Collected data entries:
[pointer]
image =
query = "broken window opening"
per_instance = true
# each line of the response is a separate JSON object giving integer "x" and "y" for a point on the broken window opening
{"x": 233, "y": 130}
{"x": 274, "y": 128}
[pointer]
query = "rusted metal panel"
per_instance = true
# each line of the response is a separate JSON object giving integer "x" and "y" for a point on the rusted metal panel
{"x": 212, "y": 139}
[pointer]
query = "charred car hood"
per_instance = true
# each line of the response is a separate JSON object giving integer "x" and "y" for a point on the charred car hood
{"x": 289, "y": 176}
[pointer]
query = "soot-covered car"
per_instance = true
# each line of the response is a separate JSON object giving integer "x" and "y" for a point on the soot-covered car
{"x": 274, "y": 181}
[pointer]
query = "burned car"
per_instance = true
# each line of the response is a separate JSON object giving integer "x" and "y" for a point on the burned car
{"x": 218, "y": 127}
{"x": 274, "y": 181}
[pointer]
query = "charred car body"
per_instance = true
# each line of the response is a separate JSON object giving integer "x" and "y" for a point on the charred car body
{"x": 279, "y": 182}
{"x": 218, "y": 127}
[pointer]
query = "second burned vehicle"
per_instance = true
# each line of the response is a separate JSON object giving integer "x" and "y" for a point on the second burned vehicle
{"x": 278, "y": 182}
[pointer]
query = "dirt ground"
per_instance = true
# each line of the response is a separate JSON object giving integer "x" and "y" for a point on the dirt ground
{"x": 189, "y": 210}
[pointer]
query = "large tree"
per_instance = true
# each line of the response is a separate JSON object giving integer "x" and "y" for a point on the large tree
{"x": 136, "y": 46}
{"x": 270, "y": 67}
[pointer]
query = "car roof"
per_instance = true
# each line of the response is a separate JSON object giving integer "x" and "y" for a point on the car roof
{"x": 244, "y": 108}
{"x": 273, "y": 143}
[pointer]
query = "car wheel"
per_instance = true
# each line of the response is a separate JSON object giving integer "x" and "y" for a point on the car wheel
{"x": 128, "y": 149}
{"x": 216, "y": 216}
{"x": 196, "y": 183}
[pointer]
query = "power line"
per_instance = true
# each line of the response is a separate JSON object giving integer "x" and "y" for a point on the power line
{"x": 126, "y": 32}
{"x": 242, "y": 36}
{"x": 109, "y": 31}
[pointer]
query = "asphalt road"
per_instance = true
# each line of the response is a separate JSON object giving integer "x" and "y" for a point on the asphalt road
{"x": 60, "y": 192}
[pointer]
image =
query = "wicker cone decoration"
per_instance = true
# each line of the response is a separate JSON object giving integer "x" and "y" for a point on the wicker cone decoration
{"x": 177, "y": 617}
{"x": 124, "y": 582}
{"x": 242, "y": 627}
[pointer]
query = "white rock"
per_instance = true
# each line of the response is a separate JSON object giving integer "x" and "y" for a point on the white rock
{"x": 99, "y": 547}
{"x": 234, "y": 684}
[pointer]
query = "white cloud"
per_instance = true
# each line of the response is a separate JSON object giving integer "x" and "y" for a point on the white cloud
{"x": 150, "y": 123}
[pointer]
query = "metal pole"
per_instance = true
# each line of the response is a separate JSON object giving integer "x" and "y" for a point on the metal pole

▶ _What needs to be done_
Retype every entry without changing anything.

▶ _Answer to this exercise_
[pointer]
image =
query = "broken window opening"
per_instance = true
# each line of the response is a separate JSON object giving integer "x" and "y" for a point on the broken window opening
{"x": 233, "y": 130}
{"x": 274, "y": 128}
[pointer]
query = "rusted metal panel"
per_instance = true
# each line of the response is a separate JSON object giving integer "x" and "y" for a point on the rusted metal panel
{"x": 212, "y": 139}
[pointer]
query = "charred car hood"
per_instance = true
# each line of the response is a separate JSON object giving integer "x" and "y" for a point on the charred car hood
{"x": 289, "y": 176}
[pointer]
query = "soot-covered car"
per_instance = true
# each line of the response is a separate JSON object giving integer "x" and "y" for a point on the soot-covered car
{"x": 274, "y": 181}
[pointer]
query = "burned car"
per_instance = true
# each line of the response is a separate JSON object giving integer "x" and "y" for a point on the burned car
{"x": 218, "y": 127}
{"x": 274, "y": 181}
[pointer]
query = "charred car body"
per_instance = true
# each line of the response is a separate JSON object giving integer "x" and "y" for a point on the charred car body
{"x": 279, "y": 182}
{"x": 218, "y": 127}
[pointer]
query = "second burned vehicle"
per_instance = true
# each line of the response is a separate JSON object giving integer "x" and "y" for a point on the second burned vehicle
{"x": 278, "y": 182}
[pointer]
query = "dirt ground"
per_instance = true
# each line of the response is a separate JSON object giving integer "x" and "y" for a point on the dirt ground
{"x": 189, "y": 210}
[pointer]
query = "large tree"
per_instance = true
# each line of the response is a separate JSON object giving integer "x" and "y" for a point on the large tree
{"x": 136, "y": 46}
{"x": 270, "y": 67}
[pointer]
query = "car roof"
per_instance = true
# each line of the response is a separate JSON object giving integer "x" and "y" for a point on the car roof
{"x": 244, "y": 108}
{"x": 273, "y": 143}
[pointer]
query = "car wheel"
per_instance = true
# each line of the response is a separate JSON object giving integer "x" and "y" for a point on the car wheel
{"x": 128, "y": 149}
{"x": 216, "y": 216}
{"x": 196, "y": 183}
[pointer]
query = "power line"
per_instance = true
# each line of the response is a separate JSON object giving integer "x" and "y" for a point on the power line
{"x": 126, "y": 32}
{"x": 242, "y": 36}
{"x": 109, "y": 31}
[pointer]
query = "asphalt road"
per_instance = true
# each line of the response is a separate JSON object giving integer "x" and "y" for a point on the asphalt road
{"x": 60, "y": 192}
[pointer]
image =
query = "wicker cone decoration"
per_instance = true
# each line of the response is a separate JSON object giving integer "x" and "y" for a point on the wicker cone decoration
{"x": 177, "y": 617}
{"x": 124, "y": 582}
{"x": 242, "y": 627}
[pointer]
query = "white rock"
per_instance = true
# each line of the response is a separate JSON object giving integer "x" and "y" for a point on the white rock
{"x": 99, "y": 547}
{"x": 234, "y": 684}
[pointer]
query = "white cloud"
per_instance = true
# each line of the response is a separate JSON object giving integer "x" and "y" for a point on the white cloud
{"x": 150, "y": 123}
[pointer]
query = "metal pole"
per_instance = true
# each line of the response is a separate JSON object giving integer "x" and "y" for a point on the metal pole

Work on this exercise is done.